Globals are very thin, and they grind the bevel a bit differently than most. IIRC they really don't have a bevel per se- they're sharpened right to the edge. Edge retention doesn't seem to be a Global strong suit, but I haven't used 'em enough to claim any expertise. I'm not sure what you're talking about re the "single bevel" Shuns- it's true they make a few, but nearly all their Classic line is 50/50 double bevel. Their Pro and Pro 2 are geared towards sushimi and are single bevel, but that's not Shuns main market. At any rate, many Japanese knives use V-Gold 10, and as usual it comes down to heat treating and implementation.

We'll have to agree to disagree about the electric sharpeners. The restaurant where I work has two 120s and they're junk. Perhaps you think I say that as a sharpening snob who uses waterstones, but that's not it. I can think of several manual sharpeners that require little or no skill that are far superior to the Chef's Choice. I'll grant that they're not as bad as the previous models, though- they were like dropping your blade into a garbage disposal!

Records supplied:

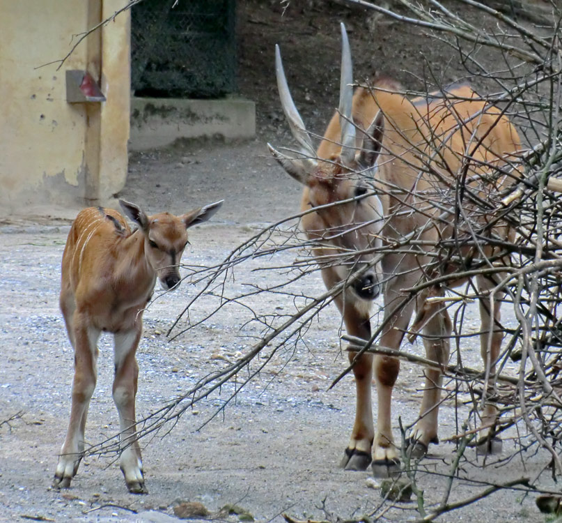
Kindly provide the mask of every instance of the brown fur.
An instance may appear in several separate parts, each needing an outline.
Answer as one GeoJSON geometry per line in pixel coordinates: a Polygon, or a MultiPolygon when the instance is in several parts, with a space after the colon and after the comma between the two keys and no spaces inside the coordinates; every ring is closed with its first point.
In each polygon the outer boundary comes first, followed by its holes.
{"type": "Polygon", "coordinates": [[[181,216],[147,216],[122,201],[139,226],[134,232],[111,209],[84,209],[72,223],[63,255],[60,305],[75,349],[75,374],[70,420],[54,486],[70,486],[84,454],[88,407],[97,379],[97,342],[100,333],[107,331],[115,340],[113,397],[121,430],[121,469],[130,492],[146,492],[135,429],[135,354],[143,312],[157,277],[166,289],[179,285],[187,227],[208,219],[221,203],[181,216]]]}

Goals:
(1) Move every outline in the Block 1 entries by adding 52 to each coordinate in the answers, and write out all of those lines again, requests included. Leave out the pictures.
(2) Extend the discussion of kitchen knives and sharpeners beyond its last sentence.
The knife discussion and the entries were taken from unrelated sources.

Results by task:
(1)
Kindly provide the mask of every instance of the brown fur.
An instance may appear in several separate parts, each needing an outline.
Answer as one GeoJSON geometry per line in pixel coordinates: a Polygon, or a MultiPolygon when the instance is in several parts, with a space after the colon and after the comma between the two keys and no spaces inside the coordinates; every ring is closed with its first point.
In each polygon the outer boundary comes first, followed by its holes.
{"type": "Polygon", "coordinates": [[[233,268],[199,268],[174,253],[191,278],[186,284],[163,261],[136,261],[124,275],[115,307],[112,357],[127,401],[127,426],[122,472],[106,538],[122,538],[136,506],[140,459],[149,431],[149,394],[152,385],[159,383],[167,392],[165,449],[173,482],[173,521],[182,544],[198,544],[187,481],[187,406],[195,364],[209,329],[218,341],[231,337],[239,279],[260,271],[273,255],[233,268]]]}

(2)
The Japanese have forced the Germans to attempt to innovate, but the best "German" knives are still the ones they have the Japanese make and simply badge for them! That said, I think the Messermeisters of today are fine knives.

But overall we probaby do have more in common. Once you turn Japanese it's hard to go back!:roll:


----------



## hitsofmisses

I strongly disagree with some of the claims made in your post. On Wusthof website, they have clearly mentioned that* all their knives *are made 1.) Using the same *X50CrMoV15 *material 2.) sharpened at *20 deg angle* 3.) and Tempered to *58° Rockwell*.

In other words, the main difference between one series to another (high-end forged knives) are the 1.) thickness of the blade (Le Cordon Bleu collection are 30 % lighter), 2.) Shape & 3.) Material of the handle used.

Where as Shun uses different material. For e.g. the *Classic *uses *VG-10 *which is harder than *X50CrMoV15 *& *Elite *& *Kaji *uses *SG-2 *which is harder than *VG-10. *Now add the difference of angle to the mix from *15-16 deg *of *Shun *to *20 deg *of *Wusthof. *You don't have to be an expert to draw the conclusion. 

Please verify your facts before confidently mis-guiding the forum readers.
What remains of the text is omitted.